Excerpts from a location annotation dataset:
====

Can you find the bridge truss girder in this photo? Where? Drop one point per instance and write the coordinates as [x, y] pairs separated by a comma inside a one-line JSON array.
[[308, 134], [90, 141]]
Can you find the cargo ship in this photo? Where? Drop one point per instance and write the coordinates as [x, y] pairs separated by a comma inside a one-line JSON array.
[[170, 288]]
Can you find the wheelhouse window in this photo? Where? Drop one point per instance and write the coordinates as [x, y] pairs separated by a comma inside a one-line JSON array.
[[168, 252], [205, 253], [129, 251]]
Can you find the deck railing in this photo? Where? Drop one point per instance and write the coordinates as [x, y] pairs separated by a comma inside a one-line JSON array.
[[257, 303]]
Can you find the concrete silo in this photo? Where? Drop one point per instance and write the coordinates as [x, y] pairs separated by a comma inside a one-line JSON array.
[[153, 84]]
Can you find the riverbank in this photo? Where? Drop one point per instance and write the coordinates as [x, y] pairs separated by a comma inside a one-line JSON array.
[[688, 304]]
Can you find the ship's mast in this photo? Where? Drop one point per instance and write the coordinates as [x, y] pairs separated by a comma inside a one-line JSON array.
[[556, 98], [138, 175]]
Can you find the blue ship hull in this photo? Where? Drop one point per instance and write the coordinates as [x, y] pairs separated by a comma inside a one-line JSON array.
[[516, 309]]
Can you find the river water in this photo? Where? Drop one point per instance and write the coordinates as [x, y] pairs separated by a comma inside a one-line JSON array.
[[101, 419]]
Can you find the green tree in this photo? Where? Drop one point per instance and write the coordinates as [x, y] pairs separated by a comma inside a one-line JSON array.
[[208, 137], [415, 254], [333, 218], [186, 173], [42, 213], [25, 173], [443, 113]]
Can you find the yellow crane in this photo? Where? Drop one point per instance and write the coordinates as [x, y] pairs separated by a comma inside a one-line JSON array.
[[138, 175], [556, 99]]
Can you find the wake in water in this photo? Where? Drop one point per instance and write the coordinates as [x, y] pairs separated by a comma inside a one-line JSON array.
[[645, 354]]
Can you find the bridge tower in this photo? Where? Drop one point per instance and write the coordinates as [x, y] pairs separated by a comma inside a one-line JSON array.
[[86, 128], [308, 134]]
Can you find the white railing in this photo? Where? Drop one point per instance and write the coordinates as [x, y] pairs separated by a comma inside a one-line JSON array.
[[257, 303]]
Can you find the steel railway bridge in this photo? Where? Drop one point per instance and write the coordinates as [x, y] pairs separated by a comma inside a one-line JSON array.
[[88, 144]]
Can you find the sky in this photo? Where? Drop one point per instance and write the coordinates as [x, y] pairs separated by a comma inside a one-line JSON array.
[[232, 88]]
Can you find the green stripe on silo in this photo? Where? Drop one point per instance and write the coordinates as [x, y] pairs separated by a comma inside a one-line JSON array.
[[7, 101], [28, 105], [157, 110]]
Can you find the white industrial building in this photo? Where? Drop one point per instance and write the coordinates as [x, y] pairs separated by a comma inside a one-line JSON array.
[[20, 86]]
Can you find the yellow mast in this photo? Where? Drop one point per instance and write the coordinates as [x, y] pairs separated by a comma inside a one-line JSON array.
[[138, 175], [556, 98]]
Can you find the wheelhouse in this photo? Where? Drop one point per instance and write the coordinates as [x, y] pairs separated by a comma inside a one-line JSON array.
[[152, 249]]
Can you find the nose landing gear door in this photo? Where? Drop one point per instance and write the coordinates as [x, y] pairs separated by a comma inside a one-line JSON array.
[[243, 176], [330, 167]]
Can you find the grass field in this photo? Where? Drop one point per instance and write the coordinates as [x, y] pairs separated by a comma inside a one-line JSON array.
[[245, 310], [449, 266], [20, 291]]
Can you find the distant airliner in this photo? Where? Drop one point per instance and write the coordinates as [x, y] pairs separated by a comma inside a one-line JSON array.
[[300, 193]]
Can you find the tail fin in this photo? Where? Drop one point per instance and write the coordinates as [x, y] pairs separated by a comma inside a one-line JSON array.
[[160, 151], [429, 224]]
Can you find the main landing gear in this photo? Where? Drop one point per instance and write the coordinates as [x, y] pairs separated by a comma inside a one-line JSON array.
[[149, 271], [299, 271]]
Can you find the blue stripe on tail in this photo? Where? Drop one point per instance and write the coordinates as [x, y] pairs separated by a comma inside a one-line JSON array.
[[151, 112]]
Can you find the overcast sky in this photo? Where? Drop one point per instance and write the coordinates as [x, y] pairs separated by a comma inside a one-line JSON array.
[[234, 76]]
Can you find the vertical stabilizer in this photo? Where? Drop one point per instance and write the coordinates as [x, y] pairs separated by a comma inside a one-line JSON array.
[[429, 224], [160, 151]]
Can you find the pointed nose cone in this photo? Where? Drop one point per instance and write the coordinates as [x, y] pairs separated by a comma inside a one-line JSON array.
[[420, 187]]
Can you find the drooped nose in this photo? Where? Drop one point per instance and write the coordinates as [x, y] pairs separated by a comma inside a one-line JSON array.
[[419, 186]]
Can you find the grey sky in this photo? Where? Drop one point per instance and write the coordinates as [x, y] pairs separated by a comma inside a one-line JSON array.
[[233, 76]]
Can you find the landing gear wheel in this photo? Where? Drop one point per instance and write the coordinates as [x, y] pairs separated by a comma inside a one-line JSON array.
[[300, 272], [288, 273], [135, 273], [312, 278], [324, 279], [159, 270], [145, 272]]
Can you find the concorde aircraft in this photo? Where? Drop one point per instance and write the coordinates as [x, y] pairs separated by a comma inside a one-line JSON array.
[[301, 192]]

====

> **Objective**:
Rescale the part of the listing that opens with the line containing "Can you find the yellow crane" and closes with the line containing "[[138, 175], [556, 99]]". Give only those lines again, request line included, with every coordinate in the answer multiplied by 1.6 and rounded to a whole number, halves rounded up.

> **Exercise answer**:
Can you find the yellow crane in this photo? Where? Drop one point per instance and write the coordinates as [x, y] pairs separated by a comma inside a one-line JSON array.
[[221, 280], [890, 158]]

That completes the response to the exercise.